::: Data to process

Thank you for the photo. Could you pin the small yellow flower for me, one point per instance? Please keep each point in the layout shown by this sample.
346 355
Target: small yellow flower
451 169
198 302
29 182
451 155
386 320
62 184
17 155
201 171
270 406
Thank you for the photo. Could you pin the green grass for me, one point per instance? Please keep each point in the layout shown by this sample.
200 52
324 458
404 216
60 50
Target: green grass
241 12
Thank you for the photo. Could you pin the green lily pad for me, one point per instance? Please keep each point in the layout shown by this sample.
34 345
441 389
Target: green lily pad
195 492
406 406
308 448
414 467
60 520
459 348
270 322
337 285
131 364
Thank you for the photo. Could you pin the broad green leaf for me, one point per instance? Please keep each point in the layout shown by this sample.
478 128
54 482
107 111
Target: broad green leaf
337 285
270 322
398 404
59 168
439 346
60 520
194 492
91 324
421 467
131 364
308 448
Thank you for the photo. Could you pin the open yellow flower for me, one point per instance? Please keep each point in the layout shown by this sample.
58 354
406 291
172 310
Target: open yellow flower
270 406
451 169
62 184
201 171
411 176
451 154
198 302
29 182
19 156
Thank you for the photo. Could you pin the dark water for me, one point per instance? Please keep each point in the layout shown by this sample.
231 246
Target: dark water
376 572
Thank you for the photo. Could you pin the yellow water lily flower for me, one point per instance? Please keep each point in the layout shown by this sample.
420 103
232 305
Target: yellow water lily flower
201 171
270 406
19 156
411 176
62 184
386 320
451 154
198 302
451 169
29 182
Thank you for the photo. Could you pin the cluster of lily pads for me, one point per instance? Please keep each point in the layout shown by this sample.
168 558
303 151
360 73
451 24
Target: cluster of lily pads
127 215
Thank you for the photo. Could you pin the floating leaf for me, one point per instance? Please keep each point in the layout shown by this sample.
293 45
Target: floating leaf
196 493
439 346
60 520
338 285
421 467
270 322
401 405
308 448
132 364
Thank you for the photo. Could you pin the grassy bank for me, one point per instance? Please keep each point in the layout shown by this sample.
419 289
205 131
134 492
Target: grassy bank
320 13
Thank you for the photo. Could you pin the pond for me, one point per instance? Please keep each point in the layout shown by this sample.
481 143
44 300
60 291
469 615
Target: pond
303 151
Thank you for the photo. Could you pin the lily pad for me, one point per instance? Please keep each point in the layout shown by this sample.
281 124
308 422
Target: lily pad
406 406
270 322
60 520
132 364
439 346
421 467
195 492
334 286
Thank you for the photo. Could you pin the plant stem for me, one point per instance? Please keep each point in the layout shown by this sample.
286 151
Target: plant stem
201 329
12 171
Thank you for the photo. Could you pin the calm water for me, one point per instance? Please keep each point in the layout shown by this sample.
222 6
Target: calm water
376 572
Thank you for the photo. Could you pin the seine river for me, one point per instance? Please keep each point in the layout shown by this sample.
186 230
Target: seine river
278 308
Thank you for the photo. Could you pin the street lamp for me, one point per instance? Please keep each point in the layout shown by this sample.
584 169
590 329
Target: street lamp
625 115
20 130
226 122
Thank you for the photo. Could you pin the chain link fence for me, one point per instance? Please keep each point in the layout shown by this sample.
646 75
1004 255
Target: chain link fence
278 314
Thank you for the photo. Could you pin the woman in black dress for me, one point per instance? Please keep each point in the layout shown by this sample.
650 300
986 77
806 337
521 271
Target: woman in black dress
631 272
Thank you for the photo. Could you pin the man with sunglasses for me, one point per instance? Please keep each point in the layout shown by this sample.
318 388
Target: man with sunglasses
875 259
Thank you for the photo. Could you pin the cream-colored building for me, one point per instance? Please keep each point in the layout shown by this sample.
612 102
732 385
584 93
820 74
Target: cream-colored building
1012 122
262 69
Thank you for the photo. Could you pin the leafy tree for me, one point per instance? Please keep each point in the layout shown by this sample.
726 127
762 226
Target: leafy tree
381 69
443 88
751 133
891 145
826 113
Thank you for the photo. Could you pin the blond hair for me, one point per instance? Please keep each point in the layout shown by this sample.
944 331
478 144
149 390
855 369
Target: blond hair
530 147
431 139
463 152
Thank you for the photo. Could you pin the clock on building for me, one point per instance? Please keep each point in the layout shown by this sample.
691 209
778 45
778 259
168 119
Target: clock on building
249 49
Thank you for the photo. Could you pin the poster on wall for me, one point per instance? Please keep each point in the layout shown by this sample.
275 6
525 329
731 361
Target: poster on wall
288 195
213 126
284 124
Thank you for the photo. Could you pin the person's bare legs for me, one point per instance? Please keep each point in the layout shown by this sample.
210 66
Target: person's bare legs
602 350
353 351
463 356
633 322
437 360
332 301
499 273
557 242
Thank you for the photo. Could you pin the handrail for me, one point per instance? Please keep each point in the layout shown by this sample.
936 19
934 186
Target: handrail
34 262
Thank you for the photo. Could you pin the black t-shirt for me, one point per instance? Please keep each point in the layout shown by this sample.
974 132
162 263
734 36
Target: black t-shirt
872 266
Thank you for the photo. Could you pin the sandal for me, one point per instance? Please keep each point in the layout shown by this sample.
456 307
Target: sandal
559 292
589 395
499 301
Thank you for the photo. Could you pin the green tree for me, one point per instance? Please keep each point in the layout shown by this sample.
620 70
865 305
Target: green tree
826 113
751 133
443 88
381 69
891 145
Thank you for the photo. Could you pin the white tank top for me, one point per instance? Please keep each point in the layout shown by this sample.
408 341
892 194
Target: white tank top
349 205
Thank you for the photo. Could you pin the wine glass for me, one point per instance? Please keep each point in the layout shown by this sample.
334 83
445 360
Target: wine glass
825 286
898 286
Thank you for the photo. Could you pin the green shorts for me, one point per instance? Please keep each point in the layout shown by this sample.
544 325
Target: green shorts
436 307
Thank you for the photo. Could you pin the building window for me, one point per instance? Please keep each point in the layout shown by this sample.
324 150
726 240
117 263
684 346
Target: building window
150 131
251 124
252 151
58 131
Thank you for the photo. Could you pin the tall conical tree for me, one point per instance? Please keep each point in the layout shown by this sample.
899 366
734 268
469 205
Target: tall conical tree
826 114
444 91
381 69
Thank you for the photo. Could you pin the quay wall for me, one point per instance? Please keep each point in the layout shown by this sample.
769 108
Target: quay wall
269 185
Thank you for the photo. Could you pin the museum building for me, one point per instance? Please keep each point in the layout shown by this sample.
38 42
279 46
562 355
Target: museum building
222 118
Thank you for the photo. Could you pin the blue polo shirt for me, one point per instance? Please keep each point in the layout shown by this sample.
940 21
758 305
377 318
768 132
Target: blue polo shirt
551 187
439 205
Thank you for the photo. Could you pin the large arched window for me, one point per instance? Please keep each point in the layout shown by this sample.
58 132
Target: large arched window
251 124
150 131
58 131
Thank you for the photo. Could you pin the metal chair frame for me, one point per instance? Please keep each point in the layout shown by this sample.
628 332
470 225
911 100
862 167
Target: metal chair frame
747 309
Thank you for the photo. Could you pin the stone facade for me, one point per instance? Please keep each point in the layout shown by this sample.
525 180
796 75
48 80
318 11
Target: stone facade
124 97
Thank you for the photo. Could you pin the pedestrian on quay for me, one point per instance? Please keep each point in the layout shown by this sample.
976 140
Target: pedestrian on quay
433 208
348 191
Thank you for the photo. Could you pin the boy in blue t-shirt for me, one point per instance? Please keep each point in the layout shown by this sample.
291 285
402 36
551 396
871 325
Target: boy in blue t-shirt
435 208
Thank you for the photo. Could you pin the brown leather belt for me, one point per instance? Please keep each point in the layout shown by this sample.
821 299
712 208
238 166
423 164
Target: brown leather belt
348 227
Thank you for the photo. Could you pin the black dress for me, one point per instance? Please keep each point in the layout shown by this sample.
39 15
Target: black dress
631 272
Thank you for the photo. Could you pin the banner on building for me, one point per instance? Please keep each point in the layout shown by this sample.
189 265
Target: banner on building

::::::

Task details — Add 28 to both coordinates of every answer point, and write out all lines from the one containing "Thank you for the photo. Could you pin the black dress" through the end of the items, leaving everything else unchanged.

Correct answer —
Thank you for the photo. Could you pin the black dress for me, one point per instance? Please keep each point in the layout shown by this sample.
39 15
Target: black dress
659 300
Thank you for the photo. Could you pin the banner on building for me, one point per instance? Please keep each point in the layout shown by this sample.
189 265
Target: banner on building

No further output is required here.